I think it's easier for starters to remember that if there is an object following 说, or you are describing the content of what one is saying, you should use 说 alone, and if there is no objects following 说 and you are simplying describing the action of speaking, you should use 说话.
他说他吃过饭了。 He said he had eaten. (his words following 说)
他说英语。 He speaks Engish. (the language following 说)
他正在大声说话。He is speaking loudly. (no other nouns following 说话 to describe the content)
他说话的方式很不礼貌。The way he speaks is not polite. (Here “的方式” is not the content of his speaking, but the way he speaks)
他说的东西很不礼貌。 What he said was unpolite. （Here “的东西” is the content of his words）


----------



## SuperXW

piano0011 said:


> I am just wondering and I have read in one of the posts above that "shuo" is a verb but is "shuohua" a noun or verb?


I think it's better for a learner to see shuohua as a [verb+noun] expression meaning "speaking words", rather than a single verb.

__Supplied material__:
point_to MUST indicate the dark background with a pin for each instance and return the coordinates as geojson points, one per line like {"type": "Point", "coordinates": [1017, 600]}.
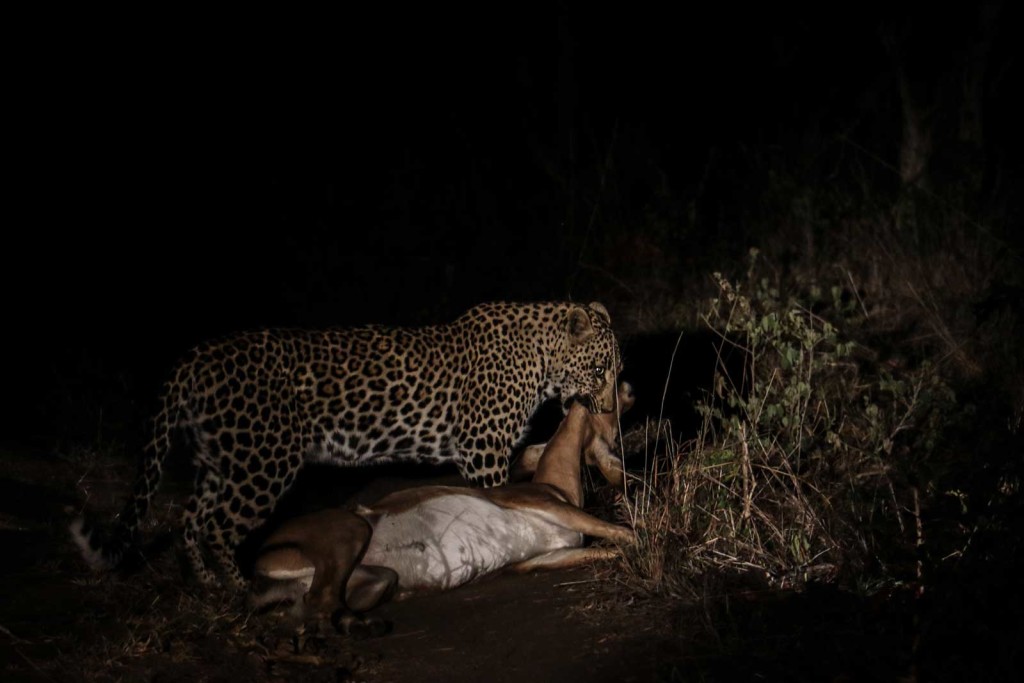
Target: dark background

__Exercise directions__: Give again the part of the forum excerpt on 说 and 说话 that opens with the words containing "I think it's easier" and closes with "way he speaks)", swapping "loudly" for "quietly".

__Result__:
I think it's easier for starters to remember that if there is an object following 说, or you are describing the content of what one is saying, you should use 说 alone, and if there is no objects following 说 and you are simplying describing the action of speaking, you should use 说话.
他说他吃过饭了。 He said he had eaten. (his words following 说)
他说英语。 He speaks Engish. (the language following 说)
他正在大声说话。He is speaking quietly. (no other nouns following 说话 to describe the content)
他说话的方式很不礼貌。The way he speaks is not polite. (Here “的方式” is not the content of his speaking, but the way he speaks)